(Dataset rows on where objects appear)
○ ○ ○

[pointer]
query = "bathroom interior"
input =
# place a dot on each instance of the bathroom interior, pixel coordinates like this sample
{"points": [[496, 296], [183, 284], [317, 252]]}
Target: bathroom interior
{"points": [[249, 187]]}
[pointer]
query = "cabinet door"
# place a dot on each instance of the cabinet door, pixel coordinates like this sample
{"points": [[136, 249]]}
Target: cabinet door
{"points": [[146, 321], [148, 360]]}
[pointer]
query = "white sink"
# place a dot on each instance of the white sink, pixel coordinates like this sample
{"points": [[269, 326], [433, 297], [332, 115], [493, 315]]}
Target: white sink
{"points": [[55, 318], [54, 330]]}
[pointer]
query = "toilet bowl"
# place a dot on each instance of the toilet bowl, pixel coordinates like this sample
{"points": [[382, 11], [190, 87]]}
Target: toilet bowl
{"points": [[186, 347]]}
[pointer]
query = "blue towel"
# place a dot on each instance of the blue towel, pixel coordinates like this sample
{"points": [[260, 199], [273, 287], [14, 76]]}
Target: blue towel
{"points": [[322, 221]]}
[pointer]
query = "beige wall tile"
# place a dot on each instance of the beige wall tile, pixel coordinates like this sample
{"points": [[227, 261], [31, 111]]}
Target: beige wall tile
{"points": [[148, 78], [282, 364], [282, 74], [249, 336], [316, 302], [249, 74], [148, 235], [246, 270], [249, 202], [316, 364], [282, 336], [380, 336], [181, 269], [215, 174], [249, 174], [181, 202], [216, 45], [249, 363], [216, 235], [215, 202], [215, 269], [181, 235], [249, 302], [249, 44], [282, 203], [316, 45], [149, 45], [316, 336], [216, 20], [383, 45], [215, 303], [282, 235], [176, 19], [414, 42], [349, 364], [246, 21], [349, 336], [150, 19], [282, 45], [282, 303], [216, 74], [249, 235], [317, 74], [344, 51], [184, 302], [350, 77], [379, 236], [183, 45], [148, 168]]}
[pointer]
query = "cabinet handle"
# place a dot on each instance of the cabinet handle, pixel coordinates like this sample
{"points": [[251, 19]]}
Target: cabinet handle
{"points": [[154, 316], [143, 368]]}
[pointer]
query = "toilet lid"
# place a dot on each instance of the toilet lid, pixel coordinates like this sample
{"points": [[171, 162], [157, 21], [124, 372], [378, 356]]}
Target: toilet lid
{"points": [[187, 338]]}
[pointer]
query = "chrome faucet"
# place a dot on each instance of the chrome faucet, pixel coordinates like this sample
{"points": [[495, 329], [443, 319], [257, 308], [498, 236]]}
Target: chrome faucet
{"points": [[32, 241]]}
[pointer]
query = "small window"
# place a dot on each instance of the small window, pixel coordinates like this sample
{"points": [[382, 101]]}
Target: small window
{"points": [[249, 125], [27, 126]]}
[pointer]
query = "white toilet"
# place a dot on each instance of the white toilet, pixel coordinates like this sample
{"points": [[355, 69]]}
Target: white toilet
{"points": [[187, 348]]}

○ ○ ○

**Task details:**
Type out the whole listing above again, exactly as it stands.

**Result for this task:**
[pointer]
query = "bathroom interior"
input =
# place a dot on each instance of the bathroom interior, pixel coordinates like this sample
{"points": [[496, 296], [183, 284], [317, 252]]}
Target: bathroom interior
{"points": [[249, 187]]}
[pointer]
query = "cabinet door"
# place a dot on each instance of the cabinet door, pixel coordinates like this sample
{"points": [[136, 249]]}
Target: cabinet door
{"points": [[146, 321], [148, 360]]}
[pointer]
query = "white sink"
# place a dot on each instance of the white sink, pixel coordinates like this sample
{"points": [[269, 326], [433, 297], [332, 115], [493, 315]]}
Target: white sink
{"points": [[55, 318], [54, 330]]}
[pointer]
query = "toilet bowl"
# place a dot on each instance of the toilet bowl, pixel coordinates like this sample
{"points": [[382, 11], [190, 87]]}
Target: toilet bowl
{"points": [[186, 347]]}
[pointer]
query = "blue towel"
# place a dot on each instance of the blue towel, pixel coordinates like this sample
{"points": [[260, 199], [273, 287], [14, 76]]}
Target: blue towel
{"points": [[322, 221]]}
[pointer]
query = "beige wall tile"
# place a dot on each instance of the beige wall tile, pixel coordinates like this sample
{"points": [[227, 261], [31, 111]]}
Target: beige wall tile
{"points": [[148, 78], [282, 364], [282, 74], [249, 336], [316, 302], [249, 74], [148, 235], [246, 270], [249, 202], [316, 364], [282, 336], [380, 336], [181, 269], [215, 174], [249, 174], [181, 202], [216, 45], [249, 363], [216, 235], [215, 202], [215, 269], [181, 235], [249, 302], [249, 44], [282, 203], [316, 45], [149, 45], [316, 336], [216, 20], [383, 45], [215, 303], [282, 235], [176, 19], [414, 42], [349, 364], [246, 21], [349, 336], [150, 19], [282, 45], [282, 303], [216, 74], [249, 235], [317, 74], [344, 51], [184, 302], [350, 77], [379, 236], [183, 45], [148, 168]]}
[pointer]
query = "cabinet handle"
# place a dot on each instance of the cabinet handle, pixel coordinates like this sample
{"points": [[251, 19]]}
Target: cabinet handle
{"points": [[154, 316], [143, 368]]}
[pointer]
query = "toilet lid"
# place a dot on each instance of the toilet lid, pixel coordinates like this sample
{"points": [[171, 162], [157, 21], [124, 372], [378, 356]]}
Target: toilet lid
{"points": [[187, 338]]}
[pointer]
query = "chrome faucet"
# place a dot on each instance of the chrome faucet, pixel coordinates like this sample
{"points": [[495, 329], [443, 319], [257, 308], [498, 236]]}
Target: chrome faucet
{"points": [[32, 241]]}
[pointer]
query = "small window"
# place a dot on each instance of the small window, pixel coordinates like this sample
{"points": [[382, 101]]}
Target: small window
{"points": [[249, 125], [27, 126]]}
[pointer]
query = "white toilet"
# place a dot on each instance of the white toilet, pixel coordinates like this sample
{"points": [[355, 69]]}
Target: white toilet
{"points": [[187, 348]]}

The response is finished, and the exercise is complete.